Stored records:
►
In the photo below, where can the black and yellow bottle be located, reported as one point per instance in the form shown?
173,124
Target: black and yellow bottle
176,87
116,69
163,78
◄
Problem requirements: Give all the entries again exactly; leave none out.

Solution to this exercise:
In the photo below, where can the black and yellow bottle be located, reported as one point per instance in the form shown?
173,124
Target: black and yellow bottle
176,87
116,69
163,78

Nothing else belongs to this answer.